▶ Set problem 1: In the lick thread, rewrite the passage from "## greco (Jul" to "I enjoy them.", substituting "teacher" for "prof".
▶ Set problem 2: In the lick thread, which lesson does Cardamonfrost say they were learning the other day?

▶ Excerpted text:
__________

# Fast, jazzy & funky lick



## dolphinstreet (Sep 11, 2006)




----------



## KapnKrunch (Jul 13, 2016)

Best shirt ever, RR.


----------



## Cardamonfrost (Dec 12, 2018)

I am always amazed by your videos. Lately I have been tracking my 'progress' based on hour per day practice. The other day I was learning your lesson about diminished run over a dominant vamp and caught myself wondering 'how many hours a day to reach the level Robert plays at?'

Thanks for the ideas.

C


----------



## dolphinstreet (Sep 11, 2006)

Thank you, C!

I'm sure you will get to where you want to be, just keep working at it and having fun in the process!

I can tell you that copying small musical ideas from a lot of sources has helped me the most. I steal all the time, but tweak and disguise so it becomes my own. Then I work that "something" into my playing by repetition, repetition and then some repetition. Oh and did I mention repetition?


----------



## greco (Jul 15, 2007)

dolphinstreet said:


> Then I work that "something" into my playing by repetition, repetition and then some repetition. Oh and did I mention repetition?


I had a prof that used to say "Repetition begets pattern"

Thanks for posting all these "2 Minute Lesson" threads. I enjoy them.


----------



## Frenchy99 (Oct 15, 2016)

Love the shirt !!!


----------

__________

▶ Recorded information:
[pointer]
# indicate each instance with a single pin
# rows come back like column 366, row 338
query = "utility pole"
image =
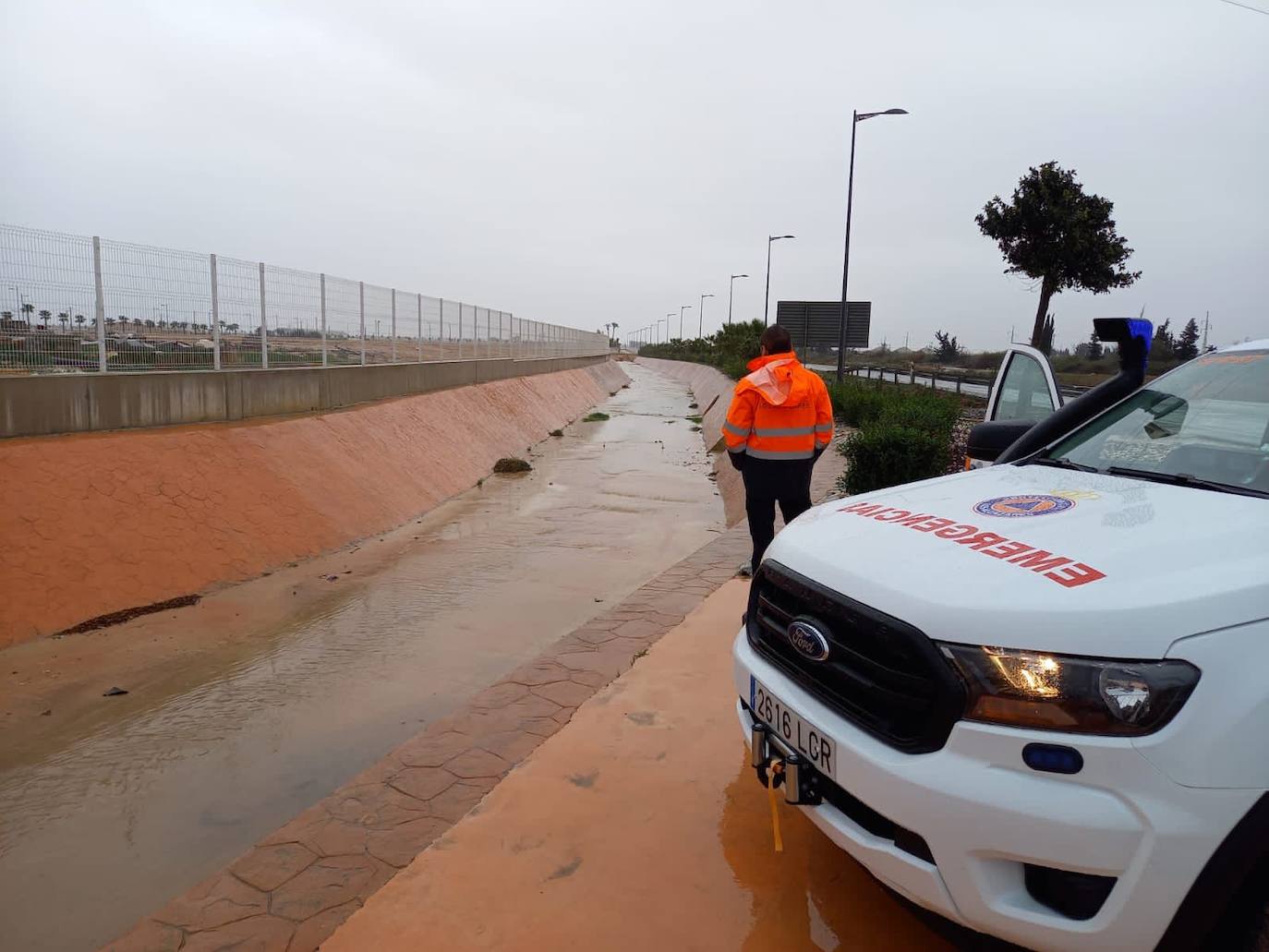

__________

▶ Expected answer 1:
## greco (Jul 15, 2007)

dolphinstreet said:


> Then I work that "something" into my playing by repetition, repetition and then some repetition. Oh and did I mention repetition?


I had a teacher that used to say "Repetition begets pattern"

Thanks for posting all these "2 Minute Lesson" threads. I enjoy them.

▶ Expected answer 2: A lesson about a diminished run over a dominant vamp.